Friday, November 2, 2012

The Growing Irrelevancy of the Jewish Left

Mike L.

{Cross-Posted at Israel Thrives and Geoffff's Joint, Bar and Grill.}

The Jewish left is becoming more and more irrelevant in regards the Arab-Israel conflict.

The reason for this is because the Jewish left's prescription for ending the conflict is grounded in the failed idea of a negotiated agreement between the Israelis and the Palestinians.  This, of course, was the basis of the Oslo Accords.  The idea, quite simply, was that the Palestinians want and deserve a state of their own in peace next to Israel and therefore Israel needed to make "painful concessions," such as dividing the city of Jerusalem, in order to get a negotiated end of hostilities.

Throughout the Clinton era there was considerable optimism on the Jewish left that an agreement could be reached because a negotiated conclusion of hostilities in a two-state solution is rational.  For the best benefit of ourselves and our children we will compromise.  For the best benefit of themselves and their children the Palestinians will compromise.  And then there will be something resembling peace.

The only problem, of course, is that the Palestinians, and the Arab world, more generally, has clearly demonstrated that they have no intention of ending the long Arab war against the Jews in the Middle East and why should they?  The Arab-Muslim world has the Jews outnumbered by a factor of 50 or 60 to 1.  They can fight on for many more decades and it will hardly leave a scratch in their broader population.  They can make life exceedingly uncomfortable for the Jews of the Middle East, as the residents of S'derot and Ashkelon know all too well, and the world will support them in their efforts.

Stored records
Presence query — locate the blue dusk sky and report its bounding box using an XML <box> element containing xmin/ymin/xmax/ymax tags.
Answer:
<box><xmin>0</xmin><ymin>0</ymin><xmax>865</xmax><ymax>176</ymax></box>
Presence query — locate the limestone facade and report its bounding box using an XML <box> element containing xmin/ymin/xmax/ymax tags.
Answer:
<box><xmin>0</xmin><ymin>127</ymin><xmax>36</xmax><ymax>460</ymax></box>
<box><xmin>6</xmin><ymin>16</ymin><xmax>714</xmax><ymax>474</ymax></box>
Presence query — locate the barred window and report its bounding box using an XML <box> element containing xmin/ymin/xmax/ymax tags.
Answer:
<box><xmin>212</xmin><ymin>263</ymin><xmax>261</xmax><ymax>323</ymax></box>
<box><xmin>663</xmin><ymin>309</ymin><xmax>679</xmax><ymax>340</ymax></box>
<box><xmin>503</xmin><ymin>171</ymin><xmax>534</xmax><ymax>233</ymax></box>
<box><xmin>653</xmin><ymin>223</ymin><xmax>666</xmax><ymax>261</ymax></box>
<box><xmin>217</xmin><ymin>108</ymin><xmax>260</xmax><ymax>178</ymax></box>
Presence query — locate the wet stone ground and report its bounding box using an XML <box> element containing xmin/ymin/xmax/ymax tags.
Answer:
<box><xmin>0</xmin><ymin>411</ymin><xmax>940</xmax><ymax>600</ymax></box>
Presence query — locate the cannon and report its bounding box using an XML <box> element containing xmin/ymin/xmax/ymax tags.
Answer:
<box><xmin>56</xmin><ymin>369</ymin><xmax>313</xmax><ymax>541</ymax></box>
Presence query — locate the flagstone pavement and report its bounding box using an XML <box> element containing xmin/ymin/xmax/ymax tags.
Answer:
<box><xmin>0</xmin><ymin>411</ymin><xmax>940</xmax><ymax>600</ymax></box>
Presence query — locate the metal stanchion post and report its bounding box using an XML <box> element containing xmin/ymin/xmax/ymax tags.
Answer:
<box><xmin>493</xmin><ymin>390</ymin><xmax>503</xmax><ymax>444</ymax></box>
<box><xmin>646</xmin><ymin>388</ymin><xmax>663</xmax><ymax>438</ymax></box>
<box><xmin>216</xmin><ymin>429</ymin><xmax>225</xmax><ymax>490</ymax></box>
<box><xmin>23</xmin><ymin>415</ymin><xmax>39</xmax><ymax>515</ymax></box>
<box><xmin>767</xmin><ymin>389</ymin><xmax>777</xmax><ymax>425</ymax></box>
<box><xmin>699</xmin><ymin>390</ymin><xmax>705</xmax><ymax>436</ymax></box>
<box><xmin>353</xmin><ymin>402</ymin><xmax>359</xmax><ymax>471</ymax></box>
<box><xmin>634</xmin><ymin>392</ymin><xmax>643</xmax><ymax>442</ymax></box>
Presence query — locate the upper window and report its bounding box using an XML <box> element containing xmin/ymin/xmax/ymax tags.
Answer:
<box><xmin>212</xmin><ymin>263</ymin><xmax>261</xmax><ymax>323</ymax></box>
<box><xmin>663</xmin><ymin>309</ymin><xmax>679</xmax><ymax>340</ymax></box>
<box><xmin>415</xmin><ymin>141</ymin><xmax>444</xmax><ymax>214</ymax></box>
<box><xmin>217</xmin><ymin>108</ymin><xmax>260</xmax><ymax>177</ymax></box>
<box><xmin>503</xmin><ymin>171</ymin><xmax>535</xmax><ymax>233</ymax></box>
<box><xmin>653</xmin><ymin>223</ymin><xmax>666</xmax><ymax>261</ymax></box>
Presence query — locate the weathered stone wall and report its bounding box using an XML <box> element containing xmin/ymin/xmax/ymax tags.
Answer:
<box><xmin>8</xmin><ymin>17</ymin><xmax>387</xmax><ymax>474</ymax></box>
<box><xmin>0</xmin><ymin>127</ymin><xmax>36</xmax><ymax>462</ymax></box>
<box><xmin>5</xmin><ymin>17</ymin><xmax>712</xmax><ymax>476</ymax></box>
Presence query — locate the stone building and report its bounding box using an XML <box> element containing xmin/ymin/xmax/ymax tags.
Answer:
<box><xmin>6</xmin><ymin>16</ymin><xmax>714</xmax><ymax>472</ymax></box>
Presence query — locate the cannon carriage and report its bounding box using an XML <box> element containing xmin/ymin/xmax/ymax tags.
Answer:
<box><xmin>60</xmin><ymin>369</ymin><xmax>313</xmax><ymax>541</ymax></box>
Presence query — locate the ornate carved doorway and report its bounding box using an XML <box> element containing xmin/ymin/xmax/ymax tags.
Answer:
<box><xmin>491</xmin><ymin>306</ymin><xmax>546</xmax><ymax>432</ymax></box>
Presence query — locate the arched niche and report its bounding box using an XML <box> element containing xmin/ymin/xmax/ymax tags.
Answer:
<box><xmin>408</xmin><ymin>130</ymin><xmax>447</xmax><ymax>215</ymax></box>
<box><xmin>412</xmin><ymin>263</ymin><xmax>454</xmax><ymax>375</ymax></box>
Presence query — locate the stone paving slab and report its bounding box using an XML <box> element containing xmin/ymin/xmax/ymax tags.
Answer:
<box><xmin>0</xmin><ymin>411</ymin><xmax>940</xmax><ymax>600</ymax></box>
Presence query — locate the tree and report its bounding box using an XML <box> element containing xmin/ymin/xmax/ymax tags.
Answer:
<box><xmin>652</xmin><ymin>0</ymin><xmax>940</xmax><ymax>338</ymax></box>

Your task
Transcribe the passage of the post on the Jewish left that opens with the words containing "The Growing Irrelevancy" and closes with "the Arab-Israel conflict.". The records have no connection to the post on the Jewish left.

Answer box
The Growing Irrelevancy of the Jewish Left

Mike L.

{Cross-Posted at Israel Thrives and Geoffff's Joint, Bar and Grill.}

The Jewish left is becoming more and more irrelevant in regards the Arab-Israel conflict.